Continue the blog post on Toronto's proximity to essential services during COVID-19, starting after its final sentence.

* EXCERPTED PASSAGE:
◆ ◆ ◆

During this time of COVID-19, social distancing has effected our ability to travel and access essential service as we would typically do. For many without a car, active modes of transportation such as walking or biking, are the only alternative, but can these services be reached? On April 17, Statistics Canada, along with the Canada Mortgage and Housing Corporation (CMHC) released a nationwide proximity measure database as part of an initiative to provide the needed information to stakeholders across Canada who are dealing with the COVID-19 pandemic. These proximity measures offer information at the nieghbourhood level of proximity to health facilities, pharmacies, and other essential services/amenities. In this blog, I will be using the optimized hot spot analysis tool to produce a new output feature class identifying areas of Toronto that have high and low values of spatial clustering in terms of these specific essential services. Each result will contain a set of two maps. The first map shows the proximity index of each service normalized on a national scale per dissemination block (closer to 0 being lowest on the national level and 1 being the best). The second map is the optimized hot spot analysis feature class that identifies high and low clusters of the facilities throughout Toronto.

◆ ◆ ◆

* ENTRIES SHOWN:
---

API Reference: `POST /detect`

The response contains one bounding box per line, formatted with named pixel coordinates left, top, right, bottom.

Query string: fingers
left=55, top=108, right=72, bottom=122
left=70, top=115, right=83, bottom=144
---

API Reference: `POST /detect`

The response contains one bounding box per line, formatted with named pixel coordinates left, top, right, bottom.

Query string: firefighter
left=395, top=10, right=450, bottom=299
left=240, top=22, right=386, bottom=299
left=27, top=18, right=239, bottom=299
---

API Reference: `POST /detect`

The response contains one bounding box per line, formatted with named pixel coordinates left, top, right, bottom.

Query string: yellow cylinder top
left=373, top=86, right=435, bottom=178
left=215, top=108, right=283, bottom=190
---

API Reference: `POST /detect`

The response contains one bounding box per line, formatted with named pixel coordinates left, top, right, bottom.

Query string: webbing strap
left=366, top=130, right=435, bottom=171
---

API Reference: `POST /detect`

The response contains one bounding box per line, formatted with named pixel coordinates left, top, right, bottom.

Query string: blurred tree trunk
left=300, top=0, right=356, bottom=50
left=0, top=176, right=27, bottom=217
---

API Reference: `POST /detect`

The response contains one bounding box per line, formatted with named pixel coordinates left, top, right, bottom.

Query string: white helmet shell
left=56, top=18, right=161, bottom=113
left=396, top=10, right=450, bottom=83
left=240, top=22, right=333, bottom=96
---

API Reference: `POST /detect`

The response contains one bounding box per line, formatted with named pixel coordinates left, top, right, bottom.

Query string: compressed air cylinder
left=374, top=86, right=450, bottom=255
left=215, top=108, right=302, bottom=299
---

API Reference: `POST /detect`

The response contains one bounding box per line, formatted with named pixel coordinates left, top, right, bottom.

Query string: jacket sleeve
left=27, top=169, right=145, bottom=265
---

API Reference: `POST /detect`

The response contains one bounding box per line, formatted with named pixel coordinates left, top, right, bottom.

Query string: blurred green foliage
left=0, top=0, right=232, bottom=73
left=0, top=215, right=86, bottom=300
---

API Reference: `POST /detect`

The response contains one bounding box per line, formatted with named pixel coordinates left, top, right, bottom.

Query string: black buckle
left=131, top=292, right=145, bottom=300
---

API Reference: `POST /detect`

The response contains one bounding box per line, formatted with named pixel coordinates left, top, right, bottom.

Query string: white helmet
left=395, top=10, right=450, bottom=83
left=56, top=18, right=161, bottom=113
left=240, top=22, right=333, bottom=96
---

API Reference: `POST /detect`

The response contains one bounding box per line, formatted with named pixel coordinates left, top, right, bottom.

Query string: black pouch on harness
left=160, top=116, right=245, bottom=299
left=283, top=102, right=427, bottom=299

◆ ◆ ◆

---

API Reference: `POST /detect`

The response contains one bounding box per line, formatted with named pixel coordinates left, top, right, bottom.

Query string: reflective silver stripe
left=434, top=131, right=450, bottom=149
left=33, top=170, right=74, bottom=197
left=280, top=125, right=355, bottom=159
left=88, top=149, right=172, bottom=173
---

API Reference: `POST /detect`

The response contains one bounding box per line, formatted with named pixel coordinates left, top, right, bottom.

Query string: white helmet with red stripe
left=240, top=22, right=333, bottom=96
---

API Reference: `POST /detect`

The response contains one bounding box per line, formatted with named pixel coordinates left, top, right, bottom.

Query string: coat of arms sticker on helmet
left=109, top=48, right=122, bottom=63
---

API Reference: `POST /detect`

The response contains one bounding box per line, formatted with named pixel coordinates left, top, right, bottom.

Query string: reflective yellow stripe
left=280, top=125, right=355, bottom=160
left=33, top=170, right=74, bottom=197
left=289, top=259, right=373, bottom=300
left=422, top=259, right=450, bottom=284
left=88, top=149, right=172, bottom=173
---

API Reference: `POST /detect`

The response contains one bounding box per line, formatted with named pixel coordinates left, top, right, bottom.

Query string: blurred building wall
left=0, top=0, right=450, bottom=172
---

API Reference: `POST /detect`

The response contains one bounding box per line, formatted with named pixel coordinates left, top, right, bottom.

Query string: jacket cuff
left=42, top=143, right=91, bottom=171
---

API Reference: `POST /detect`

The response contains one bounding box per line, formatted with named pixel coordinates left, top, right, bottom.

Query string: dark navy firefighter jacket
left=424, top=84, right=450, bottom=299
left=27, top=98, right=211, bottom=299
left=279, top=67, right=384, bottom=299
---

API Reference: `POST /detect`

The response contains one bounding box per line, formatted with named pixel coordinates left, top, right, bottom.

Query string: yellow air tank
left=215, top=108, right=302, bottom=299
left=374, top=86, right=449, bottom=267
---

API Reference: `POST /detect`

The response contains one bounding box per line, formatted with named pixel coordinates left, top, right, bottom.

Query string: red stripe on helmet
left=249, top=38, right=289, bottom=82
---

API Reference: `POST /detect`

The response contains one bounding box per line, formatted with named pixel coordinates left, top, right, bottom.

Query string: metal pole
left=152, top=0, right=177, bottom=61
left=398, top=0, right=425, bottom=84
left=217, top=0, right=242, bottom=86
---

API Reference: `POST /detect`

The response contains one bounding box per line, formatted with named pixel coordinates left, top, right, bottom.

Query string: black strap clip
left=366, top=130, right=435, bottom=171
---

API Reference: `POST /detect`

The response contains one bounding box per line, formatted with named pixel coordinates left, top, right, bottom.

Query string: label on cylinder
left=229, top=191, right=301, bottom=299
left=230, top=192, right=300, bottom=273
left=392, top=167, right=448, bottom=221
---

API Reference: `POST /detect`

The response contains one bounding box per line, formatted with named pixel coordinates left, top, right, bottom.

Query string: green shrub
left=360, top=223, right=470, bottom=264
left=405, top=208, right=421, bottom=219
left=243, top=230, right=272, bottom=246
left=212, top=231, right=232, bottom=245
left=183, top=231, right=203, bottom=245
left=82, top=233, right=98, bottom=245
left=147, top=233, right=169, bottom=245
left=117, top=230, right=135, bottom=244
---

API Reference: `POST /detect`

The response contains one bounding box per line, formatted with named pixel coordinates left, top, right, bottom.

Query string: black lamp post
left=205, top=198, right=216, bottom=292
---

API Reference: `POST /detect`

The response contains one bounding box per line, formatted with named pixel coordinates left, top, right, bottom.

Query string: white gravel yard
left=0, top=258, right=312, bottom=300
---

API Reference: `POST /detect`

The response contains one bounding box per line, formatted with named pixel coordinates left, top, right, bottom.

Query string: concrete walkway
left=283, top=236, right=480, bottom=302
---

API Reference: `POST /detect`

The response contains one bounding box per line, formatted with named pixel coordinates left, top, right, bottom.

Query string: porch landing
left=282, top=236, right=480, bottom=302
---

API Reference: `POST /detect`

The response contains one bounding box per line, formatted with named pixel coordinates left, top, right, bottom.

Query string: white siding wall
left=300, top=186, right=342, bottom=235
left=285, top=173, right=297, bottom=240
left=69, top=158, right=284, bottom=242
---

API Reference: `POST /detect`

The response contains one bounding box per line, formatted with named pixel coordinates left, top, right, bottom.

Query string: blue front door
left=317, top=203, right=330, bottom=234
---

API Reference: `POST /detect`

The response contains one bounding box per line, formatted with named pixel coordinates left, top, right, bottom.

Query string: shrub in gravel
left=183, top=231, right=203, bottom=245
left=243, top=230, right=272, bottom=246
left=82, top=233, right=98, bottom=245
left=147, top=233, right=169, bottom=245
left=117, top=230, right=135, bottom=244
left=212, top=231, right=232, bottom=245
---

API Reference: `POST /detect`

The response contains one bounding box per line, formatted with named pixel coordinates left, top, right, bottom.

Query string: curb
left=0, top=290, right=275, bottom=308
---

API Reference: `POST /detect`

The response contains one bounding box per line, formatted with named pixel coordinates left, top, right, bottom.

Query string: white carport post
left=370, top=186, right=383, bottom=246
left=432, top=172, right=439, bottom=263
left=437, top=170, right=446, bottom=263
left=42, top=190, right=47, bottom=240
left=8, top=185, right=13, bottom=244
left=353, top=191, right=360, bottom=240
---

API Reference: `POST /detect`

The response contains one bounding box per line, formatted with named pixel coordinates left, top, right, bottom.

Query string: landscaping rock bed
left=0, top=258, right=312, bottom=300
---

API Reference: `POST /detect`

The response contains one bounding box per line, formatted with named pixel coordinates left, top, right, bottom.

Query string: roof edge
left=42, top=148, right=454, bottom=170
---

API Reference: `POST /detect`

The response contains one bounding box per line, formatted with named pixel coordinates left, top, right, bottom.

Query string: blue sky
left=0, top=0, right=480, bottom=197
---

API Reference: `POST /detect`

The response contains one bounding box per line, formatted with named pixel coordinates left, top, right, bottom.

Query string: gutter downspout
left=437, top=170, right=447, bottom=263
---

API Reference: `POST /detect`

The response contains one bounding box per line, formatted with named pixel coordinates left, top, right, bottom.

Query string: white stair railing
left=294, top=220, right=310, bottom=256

◆ ◆ ◆

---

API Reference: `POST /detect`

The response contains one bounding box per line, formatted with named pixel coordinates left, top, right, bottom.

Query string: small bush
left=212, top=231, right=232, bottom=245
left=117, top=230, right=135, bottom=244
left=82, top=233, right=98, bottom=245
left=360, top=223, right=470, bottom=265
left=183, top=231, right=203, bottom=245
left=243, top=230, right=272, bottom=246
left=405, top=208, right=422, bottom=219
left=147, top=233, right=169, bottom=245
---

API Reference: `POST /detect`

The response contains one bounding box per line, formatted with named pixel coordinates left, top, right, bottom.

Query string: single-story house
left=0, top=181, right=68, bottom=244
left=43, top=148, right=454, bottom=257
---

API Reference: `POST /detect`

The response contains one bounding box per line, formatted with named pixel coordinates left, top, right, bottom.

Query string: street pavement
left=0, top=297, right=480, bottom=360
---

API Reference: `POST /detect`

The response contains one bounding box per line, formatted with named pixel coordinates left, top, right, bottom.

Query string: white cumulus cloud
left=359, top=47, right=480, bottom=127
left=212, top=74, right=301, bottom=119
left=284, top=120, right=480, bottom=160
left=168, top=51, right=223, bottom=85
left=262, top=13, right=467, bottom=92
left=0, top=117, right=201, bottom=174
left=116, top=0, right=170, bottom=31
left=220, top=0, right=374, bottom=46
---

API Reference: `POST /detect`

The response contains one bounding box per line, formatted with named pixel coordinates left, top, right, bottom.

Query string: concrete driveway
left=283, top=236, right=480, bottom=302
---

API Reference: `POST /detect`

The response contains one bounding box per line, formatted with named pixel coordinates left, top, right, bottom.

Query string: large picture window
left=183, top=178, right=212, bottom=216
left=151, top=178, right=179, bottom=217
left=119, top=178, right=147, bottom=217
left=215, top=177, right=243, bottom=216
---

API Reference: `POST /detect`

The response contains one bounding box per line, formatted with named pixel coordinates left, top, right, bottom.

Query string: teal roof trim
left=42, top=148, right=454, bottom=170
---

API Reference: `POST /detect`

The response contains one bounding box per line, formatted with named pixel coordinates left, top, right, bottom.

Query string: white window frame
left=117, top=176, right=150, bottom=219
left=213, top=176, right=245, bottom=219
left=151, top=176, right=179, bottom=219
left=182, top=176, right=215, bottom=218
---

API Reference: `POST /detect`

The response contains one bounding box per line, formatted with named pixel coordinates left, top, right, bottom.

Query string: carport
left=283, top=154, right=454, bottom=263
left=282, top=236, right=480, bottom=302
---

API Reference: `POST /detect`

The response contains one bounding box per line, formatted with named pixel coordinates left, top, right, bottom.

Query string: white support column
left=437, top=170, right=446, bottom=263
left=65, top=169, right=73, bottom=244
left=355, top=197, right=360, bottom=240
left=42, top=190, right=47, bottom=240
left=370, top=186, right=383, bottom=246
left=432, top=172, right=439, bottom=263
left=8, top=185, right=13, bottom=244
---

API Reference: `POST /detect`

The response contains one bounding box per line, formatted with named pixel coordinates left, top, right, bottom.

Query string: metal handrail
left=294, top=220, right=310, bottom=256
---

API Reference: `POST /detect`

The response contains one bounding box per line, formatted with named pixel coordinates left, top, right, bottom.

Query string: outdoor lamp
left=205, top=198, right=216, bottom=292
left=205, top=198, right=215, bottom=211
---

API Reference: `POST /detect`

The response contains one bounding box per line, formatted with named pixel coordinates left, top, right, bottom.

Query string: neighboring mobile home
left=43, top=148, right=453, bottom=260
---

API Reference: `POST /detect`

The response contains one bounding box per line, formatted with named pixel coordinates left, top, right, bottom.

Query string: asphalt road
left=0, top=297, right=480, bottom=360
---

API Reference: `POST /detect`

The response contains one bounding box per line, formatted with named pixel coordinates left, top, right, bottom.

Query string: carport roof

◆ ◆ ◆

* EXPECTED ANSWER:
Proximity Measure Database
The proximity measure database contains ten unique services that can be measured at the dissemination block level to provide the highest level of geographic resolution possible. The proximity measures of each service for a dissemination block are created using a gravity model. A gravity model accounts for the network distance between the centroid of an origin dissemination block and the DB’s where the specific service is present within a given range, as well as accounting for the presence of services within its dissemination block. DB’s that have a high value of services within them or nearby will have a high gravity score, while DB’s that only have facilities located very far away or not at all will have low gravity scores. The final measures are computed as a normalized index value between 0 and 1 on a national scale. Values of 0 indicate the lowest level of proximity to a specific service in Canada, and 1 shows the highest level.
In this article, we will be evaluating four essential services:
Grocery Stores – measures the closeness of a dissemination block to any dissemination block with a grocery store within walking distance of 1 km.
Pharmacies – measures the closeness of a dissemination block to any dissemination block with a pharmacy or a drug store within walking distance of 1 km.
Health Care – measures the proximity of a dissemination block to any dissemination block with a health care facility within a driving distance of 3 km.
Employment – measures the proximity of a dissemination block to any dissemination block with employment opportunities, based on employment counts of all businesses, within a driving distance of 10 km.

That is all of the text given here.